╭─ ENTRIES
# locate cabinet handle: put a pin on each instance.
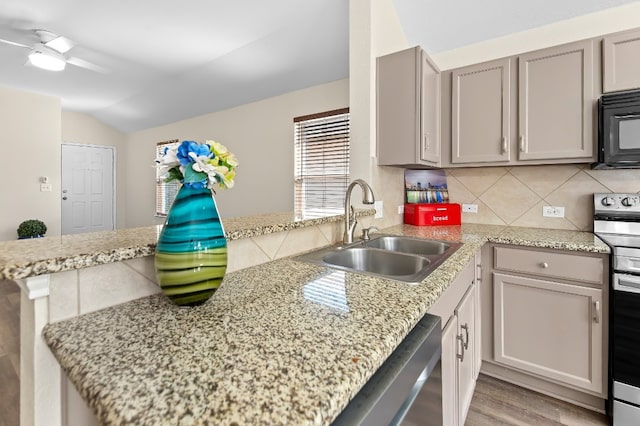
(465, 327)
(460, 356)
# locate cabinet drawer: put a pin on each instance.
(550, 264)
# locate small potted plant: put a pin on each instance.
(32, 228)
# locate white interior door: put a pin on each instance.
(87, 188)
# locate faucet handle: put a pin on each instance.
(366, 231)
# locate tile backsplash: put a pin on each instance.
(515, 195)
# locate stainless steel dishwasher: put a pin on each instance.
(413, 368)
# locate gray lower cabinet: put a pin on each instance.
(550, 329)
(408, 109)
(534, 108)
(460, 335)
(545, 321)
(621, 61)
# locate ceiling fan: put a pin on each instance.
(50, 53)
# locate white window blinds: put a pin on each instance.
(165, 191)
(321, 163)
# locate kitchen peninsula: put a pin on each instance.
(280, 342)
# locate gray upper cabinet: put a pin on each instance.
(408, 109)
(480, 128)
(534, 108)
(621, 61)
(555, 96)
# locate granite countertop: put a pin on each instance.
(284, 342)
(31, 257)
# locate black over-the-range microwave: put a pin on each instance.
(619, 131)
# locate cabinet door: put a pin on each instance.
(429, 145)
(550, 329)
(466, 362)
(556, 103)
(449, 361)
(621, 62)
(477, 322)
(480, 98)
(408, 109)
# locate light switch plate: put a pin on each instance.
(552, 211)
(379, 209)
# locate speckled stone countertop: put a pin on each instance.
(26, 258)
(284, 342)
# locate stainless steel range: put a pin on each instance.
(617, 222)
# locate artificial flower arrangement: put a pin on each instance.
(199, 164)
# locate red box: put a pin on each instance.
(432, 214)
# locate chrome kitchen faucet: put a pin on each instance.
(350, 220)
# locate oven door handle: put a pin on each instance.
(626, 283)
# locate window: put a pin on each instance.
(165, 191)
(321, 163)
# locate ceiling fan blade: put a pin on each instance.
(14, 43)
(61, 44)
(87, 65)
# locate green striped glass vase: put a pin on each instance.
(191, 255)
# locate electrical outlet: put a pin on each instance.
(470, 208)
(379, 209)
(552, 211)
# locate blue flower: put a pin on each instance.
(187, 147)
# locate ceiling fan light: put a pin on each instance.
(46, 60)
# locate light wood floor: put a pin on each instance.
(495, 403)
(9, 354)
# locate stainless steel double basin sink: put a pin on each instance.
(396, 257)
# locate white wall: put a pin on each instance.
(261, 136)
(84, 129)
(374, 30)
(30, 126)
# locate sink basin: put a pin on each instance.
(394, 257)
(409, 245)
(377, 261)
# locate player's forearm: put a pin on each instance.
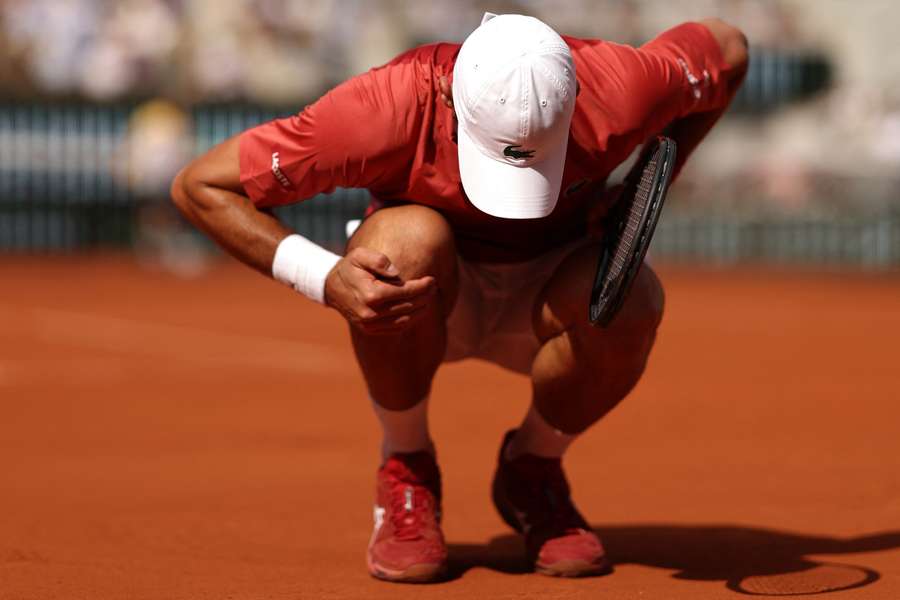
(690, 130)
(229, 218)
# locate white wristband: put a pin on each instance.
(304, 266)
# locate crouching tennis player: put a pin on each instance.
(486, 163)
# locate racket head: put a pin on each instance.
(625, 246)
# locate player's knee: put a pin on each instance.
(732, 42)
(643, 309)
(417, 240)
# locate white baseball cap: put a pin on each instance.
(514, 95)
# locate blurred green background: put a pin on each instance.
(102, 101)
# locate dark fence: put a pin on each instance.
(63, 185)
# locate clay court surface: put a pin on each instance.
(209, 438)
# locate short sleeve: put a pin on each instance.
(680, 72)
(359, 135)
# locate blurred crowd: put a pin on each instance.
(841, 146)
(278, 51)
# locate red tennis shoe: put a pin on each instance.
(532, 496)
(407, 544)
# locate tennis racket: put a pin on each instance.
(633, 222)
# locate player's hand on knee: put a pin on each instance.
(368, 290)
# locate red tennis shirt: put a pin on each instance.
(388, 131)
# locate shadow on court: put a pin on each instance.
(748, 560)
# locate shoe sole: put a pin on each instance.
(421, 573)
(566, 568)
(575, 568)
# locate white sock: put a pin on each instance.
(404, 430)
(536, 436)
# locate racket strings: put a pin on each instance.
(631, 231)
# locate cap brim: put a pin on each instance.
(507, 191)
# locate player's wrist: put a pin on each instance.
(304, 266)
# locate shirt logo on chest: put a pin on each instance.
(279, 175)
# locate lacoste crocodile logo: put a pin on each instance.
(511, 152)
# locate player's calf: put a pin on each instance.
(399, 360)
(582, 372)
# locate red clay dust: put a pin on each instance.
(210, 438)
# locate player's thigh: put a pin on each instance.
(417, 240)
(563, 302)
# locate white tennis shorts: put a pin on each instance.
(492, 318)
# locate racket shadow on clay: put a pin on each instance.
(747, 560)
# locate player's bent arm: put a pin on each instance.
(208, 192)
(732, 42)
(363, 286)
(689, 131)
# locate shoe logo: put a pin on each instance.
(378, 514)
(279, 174)
(511, 152)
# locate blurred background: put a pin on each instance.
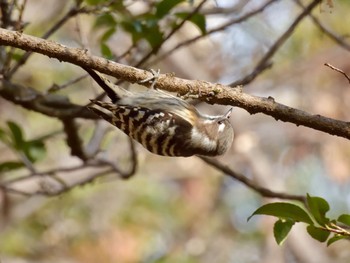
(180, 209)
╰─
• EXERCISE
Transcribe the listing above verbatim. Omit the pictures.

• RESPONSE
# locate cabinet handle: put a pin on each instance.
(465, 327)
(460, 356)
# locate cabinet drawer: put a pin on each instance.
(550, 264)
# locate small potted plant: put a pin on each instance.
(32, 228)
# locate white interior door: put a pin on each instance.
(87, 188)
# locate faucet handle: put a pin on each instance.
(366, 231)
# locate tile backsplash: put a pin on each instance.
(515, 195)
# locate stainless steel dishwasher: put a pin on each instance.
(413, 368)
# locate gray lower cabinet: put a pin on each instance.
(550, 329)
(408, 109)
(534, 108)
(460, 335)
(545, 321)
(621, 61)
# locate ceiling fan: put a pin on each instance.
(50, 53)
# locate white window blinds: put a pin on each instance.
(165, 191)
(321, 163)
# locate kitchen peninsula: put a pin on each instance.
(280, 342)
# locate gray upper cabinet: put a pin on each instance.
(408, 109)
(480, 128)
(534, 108)
(621, 61)
(555, 96)
# locate granite countertop: put a pin on each instance.
(284, 342)
(31, 257)
# locate black over-the-range microwave: put a pin on each instance.
(619, 131)
# locate cabinet door: put a pin on each instance.
(429, 145)
(550, 329)
(466, 362)
(556, 103)
(449, 361)
(621, 62)
(477, 322)
(480, 98)
(408, 109)
# locate light switch plate: put a pin on each instance.
(552, 211)
(379, 209)
# locate speckled stone countertop: put a pin on each instance.
(26, 258)
(284, 342)
# locate stainless steel range: put a pin on each instance.
(617, 222)
# locate artificial flower arrangement: put a pin on each instance.
(199, 164)
# locate red box: put a pin on each instance.
(432, 214)
# locate chrome kitchen faucet: put a pin on each instance.
(350, 220)
# locate oven door handle: put a pin on each instance.
(626, 283)
# locate window: put a pin on each instance.
(165, 191)
(321, 163)
# locate ceiling fan blade: put a pin on each instance.
(14, 43)
(61, 44)
(87, 65)
# locate green striped glass vase: put a pin on each instance.
(191, 255)
# locate electrical outlet: put a pin on each instance.
(470, 208)
(379, 209)
(552, 211)
# locate blue flower: put a pin on each instance.
(187, 147)
# locate ceiling fan light: put a pin on each instance.
(46, 60)
# locate light wood floor: put a pin on each instance.
(495, 403)
(9, 354)
# locate stainless steel double basin sink: put a pin on each instance.
(396, 257)
# locate white wall: put a pin on each instance.
(261, 136)
(84, 129)
(374, 30)
(30, 126)
# locate sink basin: put a pin on each instance.
(394, 257)
(409, 245)
(377, 261)
# locate player's forearm: put a pin on each instance.
(690, 130)
(229, 218)
# locate white wristband: put a pin on each instance.
(304, 266)
# locate crouching tennis player: put a pin on each instance.
(486, 163)
# locate racket head: put a pin on each instance.
(625, 246)
# locate player's knee: put a pin on each instance.
(732, 42)
(643, 309)
(417, 240)
# locate white baseball cap: put a pin on each instance.
(514, 95)
# locate blurred green background: put a pin on each instance.
(102, 101)
# locate dark fence: put a pin on each instance.
(63, 185)
# locate clay court surface: put a pin on each instance.
(209, 438)
# locate short sleeve: put a pin on each instance.
(680, 72)
(359, 135)
# locate blurred crowd: put a pin on each instance.
(841, 146)
(278, 51)
# locate red tennis shoe: put a pin on each instance.
(532, 496)
(407, 544)
# locate tennis racket: put a pin on each instance.
(633, 222)
# locate player's hand on knee: put a pin on each instance.
(368, 290)
# locate red tennis shirt: put a pin on each instance.
(388, 131)
# locate shadow on court: put a pin on each instance.
(748, 560)
# locate shoe sole: put a pin on each instance.
(421, 573)
(566, 568)
(575, 568)
# locate white sock: put a pin on each instance.
(404, 430)
(536, 436)
# locate racket strings: put a pin on each instance.
(631, 231)
# locate cap brim: put a pin on each instance.
(507, 191)
# locate player's wrist: put a pin on each instance.
(304, 266)
# locate shirt logo on chest: put a pin on each instance.
(279, 175)
# locate lacoste crocodile logo: put a pin on each instance.
(511, 152)
# locate player's calf: put a pin on each instance.
(399, 360)
(582, 372)
# locate red clay dust: put a pin on each instance.
(210, 438)
# locate player's thigh: put a pin on each instance.
(417, 240)
(563, 302)
# locate white tennis shorts: put a pin on each instance.
(492, 318)
# locate racket shadow on clay: put a pin on each instance.
(747, 560)
# locate player's bent arm: put a pin on each instance.
(208, 192)
(732, 42)
(363, 286)
(689, 131)
# locate shoe logo: put a pin on each instance.
(378, 514)
(279, 174)
(511, 152)
# locate blurred background: put a pin on each instance.
(180, 209)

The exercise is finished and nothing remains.